As the world gets hotter and more crowded, there is an increasing demand for vehicles and power generation. In the meantime, our air is growing dangerously polluted as more engines continue to pump out dirty emission. WHO estimates 9 out of 10 people now is breathing polluted air, which kills 7 million people every year. From the State of Global Air report 2018, China and India accounted for more than 50% of global air pollution deaths.
Video source: WHO
Worldwide ambient air pollution is estimated to cause:
29% of all deaths and disease from lung cancer
17% of all deaths and disease from acute lower respiratory infection
24% of all deaths of stroke
25% of all deaths and disease from ischaemic heart disease
43% of all deaths and disease from chronic obstructive pulmonary disease
Its deadliest weapons are invisible poisonous particles that can be small as a molecule. Those are a cocktail of microscopic airborne pollutants less than 10 and 2.5 microns in diameter, well known as fine particular matters – PM10 and PM2.5. PM affects more people than any other pollutants because it can penetrate deep into our respiratory and circulatory system, damaging our lungs, heart and brain.
In recent years, more studies have shown an association between air pollution and the increasing risk of many health problems, including asthma attack, dementia, neurobehavioral disorders, birth defects, immune system defects, premature death, and miscarriage.
Improving Air Quality, Fighting Climate Change
Air pollution is also closely linked to climate change. As the main driver of climate change is fossil fuel combustion which is also a major contributor to air pollution – and efforts to mitigate one can improve the other.
Air pollution and climate change issues are hard to escape as their impacts are beyond national boundaries. The underprivileged countries could be seriously suffered most but high-income countries and well-developed cities are the victims as well.
Video source: WHO (2016)
Pollution in Hong Kong
The pollution problem in Hong Kong is facing a dilemma. The general air quality did not have any significant improvement last year. The level of hazardous ozone has just hit the record high in two decades and the concentration of PM10 has increased over the past few years. Although a new set of proposed Air Quality Objectives (AQOs) has proposed by the government and expected to come into effect in 2020, the new concentration limits are still lagging behind the safety standards established by WHO.
We are still breathing unhealthy air every day. A tighten air quality benchmarks and clean air act enforcement is urgently needed to protect public health. The government has the responsibility of making a substantial effort on clean transport and efficient energy production to lower pollution levels and help save lives.

Given material:
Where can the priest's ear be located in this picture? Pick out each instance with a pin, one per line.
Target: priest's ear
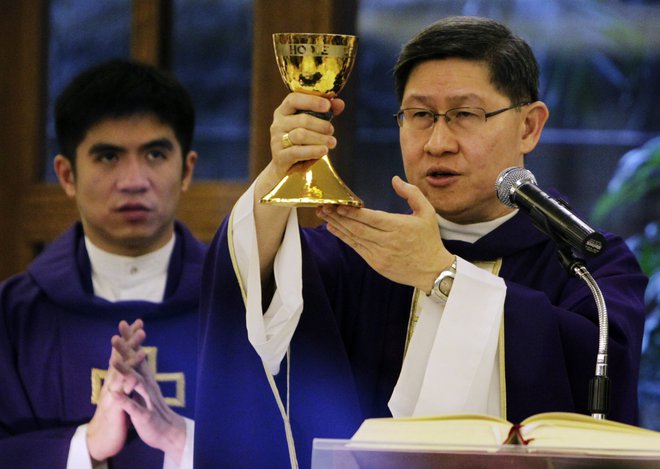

What is being asked: In the air pollution text, what share of all deaths and disease from chronic obstructive pulmonary disease is blamed on worldwide ambient air pollution? The material has nothing to do with the air pollution text.

Solution: 43%